→ TASK INSTRUCTIONS
Rewrite the data between the lines holding "target | wing feather" and "x=876, y=144", inclusive, substituting "reference" for each "sample" and leaving everything else unchanged.

→ LISTED RECORDS
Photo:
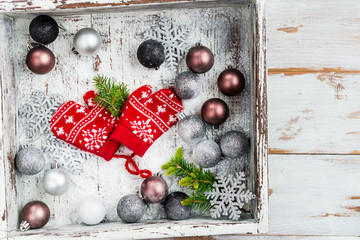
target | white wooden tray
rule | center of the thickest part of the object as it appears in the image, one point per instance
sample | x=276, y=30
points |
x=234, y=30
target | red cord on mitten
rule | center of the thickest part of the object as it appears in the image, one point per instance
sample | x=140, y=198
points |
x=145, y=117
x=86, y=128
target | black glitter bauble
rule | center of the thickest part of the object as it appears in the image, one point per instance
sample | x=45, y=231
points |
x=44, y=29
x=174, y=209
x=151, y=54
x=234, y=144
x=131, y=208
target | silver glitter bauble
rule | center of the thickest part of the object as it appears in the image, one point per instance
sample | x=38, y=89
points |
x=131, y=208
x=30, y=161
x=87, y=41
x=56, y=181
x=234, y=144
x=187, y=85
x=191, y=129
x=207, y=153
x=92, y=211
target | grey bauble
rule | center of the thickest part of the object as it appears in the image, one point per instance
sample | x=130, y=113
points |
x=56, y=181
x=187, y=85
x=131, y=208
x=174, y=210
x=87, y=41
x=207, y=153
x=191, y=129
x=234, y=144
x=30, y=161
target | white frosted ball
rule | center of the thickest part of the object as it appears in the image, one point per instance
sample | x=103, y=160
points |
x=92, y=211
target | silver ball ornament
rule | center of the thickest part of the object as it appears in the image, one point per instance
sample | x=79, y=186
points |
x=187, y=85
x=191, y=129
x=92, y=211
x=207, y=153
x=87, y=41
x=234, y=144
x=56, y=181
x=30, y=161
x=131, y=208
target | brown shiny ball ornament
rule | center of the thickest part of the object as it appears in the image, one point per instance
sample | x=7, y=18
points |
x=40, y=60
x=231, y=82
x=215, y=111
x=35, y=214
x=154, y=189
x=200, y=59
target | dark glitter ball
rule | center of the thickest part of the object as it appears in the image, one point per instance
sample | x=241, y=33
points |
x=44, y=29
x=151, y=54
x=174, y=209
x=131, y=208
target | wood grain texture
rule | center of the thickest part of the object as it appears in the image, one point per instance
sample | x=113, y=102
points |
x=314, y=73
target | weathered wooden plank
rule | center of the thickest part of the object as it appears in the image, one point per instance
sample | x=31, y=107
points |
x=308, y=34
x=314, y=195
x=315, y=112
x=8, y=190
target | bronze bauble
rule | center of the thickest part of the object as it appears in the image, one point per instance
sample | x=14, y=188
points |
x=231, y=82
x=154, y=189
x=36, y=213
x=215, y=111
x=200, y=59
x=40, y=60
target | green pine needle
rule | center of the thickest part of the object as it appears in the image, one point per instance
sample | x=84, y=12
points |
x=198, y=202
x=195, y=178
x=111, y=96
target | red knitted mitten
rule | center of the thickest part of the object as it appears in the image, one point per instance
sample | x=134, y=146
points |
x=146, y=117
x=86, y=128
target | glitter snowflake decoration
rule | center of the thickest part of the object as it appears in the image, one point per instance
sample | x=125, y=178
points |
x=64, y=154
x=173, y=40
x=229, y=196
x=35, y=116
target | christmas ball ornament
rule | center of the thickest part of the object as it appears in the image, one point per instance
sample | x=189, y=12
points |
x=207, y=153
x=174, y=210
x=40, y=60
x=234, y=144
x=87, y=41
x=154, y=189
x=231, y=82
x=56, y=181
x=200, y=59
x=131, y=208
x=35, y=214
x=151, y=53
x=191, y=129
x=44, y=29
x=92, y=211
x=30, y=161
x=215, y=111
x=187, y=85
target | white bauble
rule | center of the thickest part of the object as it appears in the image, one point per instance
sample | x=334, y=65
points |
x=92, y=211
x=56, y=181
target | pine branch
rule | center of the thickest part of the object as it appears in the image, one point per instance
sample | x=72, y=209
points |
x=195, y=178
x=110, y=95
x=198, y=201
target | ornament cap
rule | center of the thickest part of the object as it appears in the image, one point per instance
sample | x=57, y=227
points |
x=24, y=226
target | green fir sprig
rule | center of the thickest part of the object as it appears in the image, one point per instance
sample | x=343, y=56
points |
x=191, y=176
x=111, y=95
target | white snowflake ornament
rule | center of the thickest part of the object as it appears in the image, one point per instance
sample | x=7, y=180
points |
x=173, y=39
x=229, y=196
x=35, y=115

==

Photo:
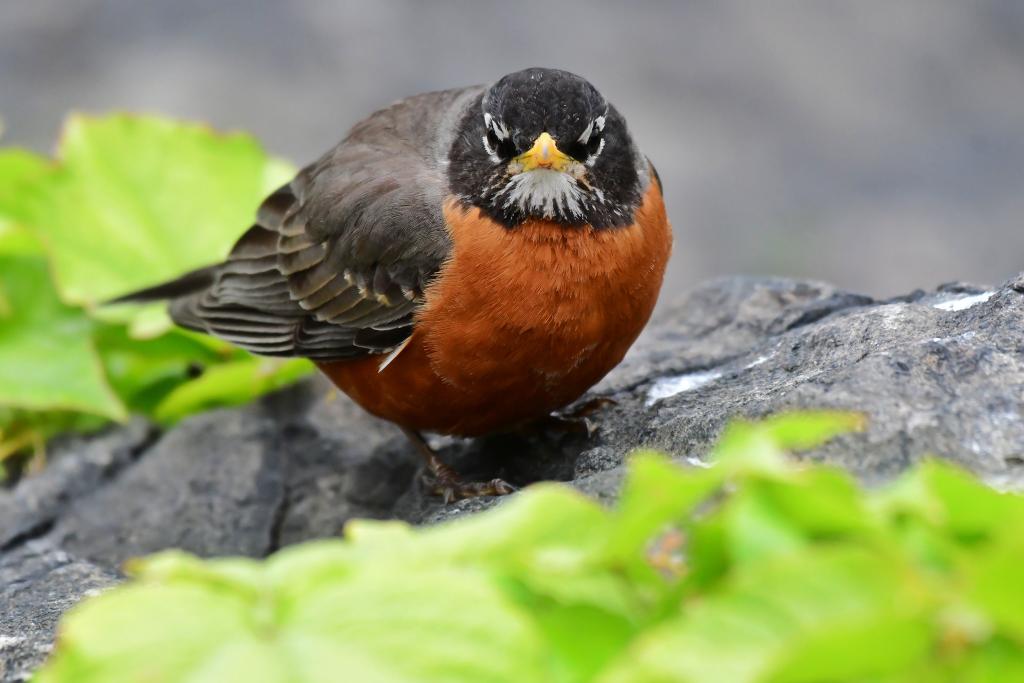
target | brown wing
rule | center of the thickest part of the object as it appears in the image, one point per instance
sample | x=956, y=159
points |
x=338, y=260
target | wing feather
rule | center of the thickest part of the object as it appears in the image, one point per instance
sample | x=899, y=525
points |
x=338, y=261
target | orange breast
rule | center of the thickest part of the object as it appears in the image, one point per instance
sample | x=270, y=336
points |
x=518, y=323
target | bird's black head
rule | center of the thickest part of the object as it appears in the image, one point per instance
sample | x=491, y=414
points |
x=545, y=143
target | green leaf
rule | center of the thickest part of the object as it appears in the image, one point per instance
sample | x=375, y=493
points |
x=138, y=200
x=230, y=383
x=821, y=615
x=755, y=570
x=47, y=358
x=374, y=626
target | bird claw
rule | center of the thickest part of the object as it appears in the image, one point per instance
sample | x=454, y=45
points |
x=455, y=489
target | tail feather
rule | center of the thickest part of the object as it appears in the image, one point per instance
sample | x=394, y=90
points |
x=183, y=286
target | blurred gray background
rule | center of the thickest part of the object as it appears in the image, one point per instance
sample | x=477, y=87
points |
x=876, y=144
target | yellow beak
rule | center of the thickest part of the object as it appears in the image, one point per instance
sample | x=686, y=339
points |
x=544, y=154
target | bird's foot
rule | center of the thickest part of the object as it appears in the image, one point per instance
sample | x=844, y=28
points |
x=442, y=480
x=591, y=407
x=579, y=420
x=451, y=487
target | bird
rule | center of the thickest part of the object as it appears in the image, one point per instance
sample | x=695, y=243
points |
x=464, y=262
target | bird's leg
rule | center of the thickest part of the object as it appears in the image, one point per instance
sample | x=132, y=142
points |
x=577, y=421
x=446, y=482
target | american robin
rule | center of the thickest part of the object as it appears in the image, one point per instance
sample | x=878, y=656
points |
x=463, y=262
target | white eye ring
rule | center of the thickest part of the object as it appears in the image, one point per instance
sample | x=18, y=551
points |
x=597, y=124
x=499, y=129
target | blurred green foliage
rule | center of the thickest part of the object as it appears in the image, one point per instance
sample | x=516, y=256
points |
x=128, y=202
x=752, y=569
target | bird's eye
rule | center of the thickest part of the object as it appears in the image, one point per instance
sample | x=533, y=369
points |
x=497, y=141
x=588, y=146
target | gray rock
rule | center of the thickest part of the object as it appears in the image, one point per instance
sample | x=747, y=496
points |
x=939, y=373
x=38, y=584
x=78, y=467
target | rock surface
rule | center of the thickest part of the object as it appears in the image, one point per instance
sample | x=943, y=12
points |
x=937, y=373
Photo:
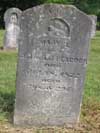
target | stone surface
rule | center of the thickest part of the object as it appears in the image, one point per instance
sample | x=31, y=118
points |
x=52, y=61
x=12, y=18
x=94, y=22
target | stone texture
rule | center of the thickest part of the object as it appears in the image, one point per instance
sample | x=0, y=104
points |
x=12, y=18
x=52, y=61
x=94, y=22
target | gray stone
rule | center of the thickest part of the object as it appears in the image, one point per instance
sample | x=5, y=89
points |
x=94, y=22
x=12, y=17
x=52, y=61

* * *

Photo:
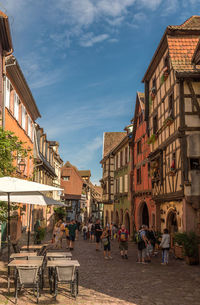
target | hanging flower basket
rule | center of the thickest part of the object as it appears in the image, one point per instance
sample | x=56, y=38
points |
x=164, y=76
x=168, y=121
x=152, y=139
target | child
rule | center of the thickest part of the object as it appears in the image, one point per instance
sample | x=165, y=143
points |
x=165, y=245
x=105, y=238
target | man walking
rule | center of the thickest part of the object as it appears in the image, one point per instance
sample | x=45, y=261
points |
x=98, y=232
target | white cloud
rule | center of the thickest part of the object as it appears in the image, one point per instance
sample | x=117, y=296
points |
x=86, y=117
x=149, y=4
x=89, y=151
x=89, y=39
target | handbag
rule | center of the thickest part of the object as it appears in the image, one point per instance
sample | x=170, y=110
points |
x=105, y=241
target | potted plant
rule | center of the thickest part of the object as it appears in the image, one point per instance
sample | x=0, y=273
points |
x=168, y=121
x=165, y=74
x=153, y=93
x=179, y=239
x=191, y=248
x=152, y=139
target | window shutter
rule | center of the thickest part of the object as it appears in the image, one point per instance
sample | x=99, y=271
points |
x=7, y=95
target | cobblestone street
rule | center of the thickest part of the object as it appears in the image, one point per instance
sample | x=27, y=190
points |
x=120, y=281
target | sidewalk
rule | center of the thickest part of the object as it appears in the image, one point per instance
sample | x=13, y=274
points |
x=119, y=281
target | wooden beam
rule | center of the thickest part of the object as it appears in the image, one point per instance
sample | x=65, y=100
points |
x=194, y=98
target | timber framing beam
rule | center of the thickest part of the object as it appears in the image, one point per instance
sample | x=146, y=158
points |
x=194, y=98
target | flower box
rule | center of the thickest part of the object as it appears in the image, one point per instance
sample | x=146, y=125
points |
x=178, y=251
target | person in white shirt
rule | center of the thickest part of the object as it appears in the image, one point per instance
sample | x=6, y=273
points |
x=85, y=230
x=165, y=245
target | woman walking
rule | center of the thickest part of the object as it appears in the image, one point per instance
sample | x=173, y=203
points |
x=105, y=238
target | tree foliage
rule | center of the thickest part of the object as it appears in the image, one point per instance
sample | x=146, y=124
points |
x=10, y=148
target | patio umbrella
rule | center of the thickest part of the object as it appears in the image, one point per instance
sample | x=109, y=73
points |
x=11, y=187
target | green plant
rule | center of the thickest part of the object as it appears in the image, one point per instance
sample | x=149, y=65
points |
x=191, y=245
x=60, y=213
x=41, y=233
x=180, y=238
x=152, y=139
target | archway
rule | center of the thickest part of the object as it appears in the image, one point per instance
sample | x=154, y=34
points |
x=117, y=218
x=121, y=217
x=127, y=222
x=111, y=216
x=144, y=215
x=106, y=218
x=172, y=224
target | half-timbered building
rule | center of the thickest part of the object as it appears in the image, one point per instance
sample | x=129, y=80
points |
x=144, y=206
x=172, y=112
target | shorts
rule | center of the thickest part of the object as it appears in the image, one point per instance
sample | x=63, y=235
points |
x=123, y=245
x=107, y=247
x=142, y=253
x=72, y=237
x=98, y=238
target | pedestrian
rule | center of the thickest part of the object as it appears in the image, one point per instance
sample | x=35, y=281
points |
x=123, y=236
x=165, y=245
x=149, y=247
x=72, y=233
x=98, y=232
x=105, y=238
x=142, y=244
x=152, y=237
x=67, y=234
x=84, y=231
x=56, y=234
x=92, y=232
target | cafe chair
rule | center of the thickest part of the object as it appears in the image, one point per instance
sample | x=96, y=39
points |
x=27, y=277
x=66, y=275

→ FINAL ANSWER
target | wing feather
rule | center of the thickest part of the object as it appears in the image, one point per instance
reference | x=899, y=525
points |
x=338, y=261
target | orange breast
rule | center of the thickest part of the object as it appears in the image, one point per instance
reference | x=270, y=336
points |
x=518, y=323
target | bird's black head
rule | center of the thickest part of the object as it appears in the image, one point per instance
reference | x=491, y=414
points |
x=545, y=143
target | green leaf
rule | center of the thickest part of the object as it appears in the image, one point per instance
reference | x=375, y=493
points |
x=138, y=200
x=230, y=383
x=821, y=615
x=755, y=570
x=47, y=358
x=374, y=626
target | bird claw
rule | center of the thickest part of the object as it appears in the image, one point per instance
reference | x=454, y=45
points |
x=455, y=489
target | tail feather
rule | center of the thickest part of the object as it appears in the image, one point per instance
reference | x=394, y=90
points |
x=183, y=286
target | blurred gray background
rule | center of the thickest part of the object as it appears in the image, one point per instance
reference | x=477, y=87
points |
x=876, y=144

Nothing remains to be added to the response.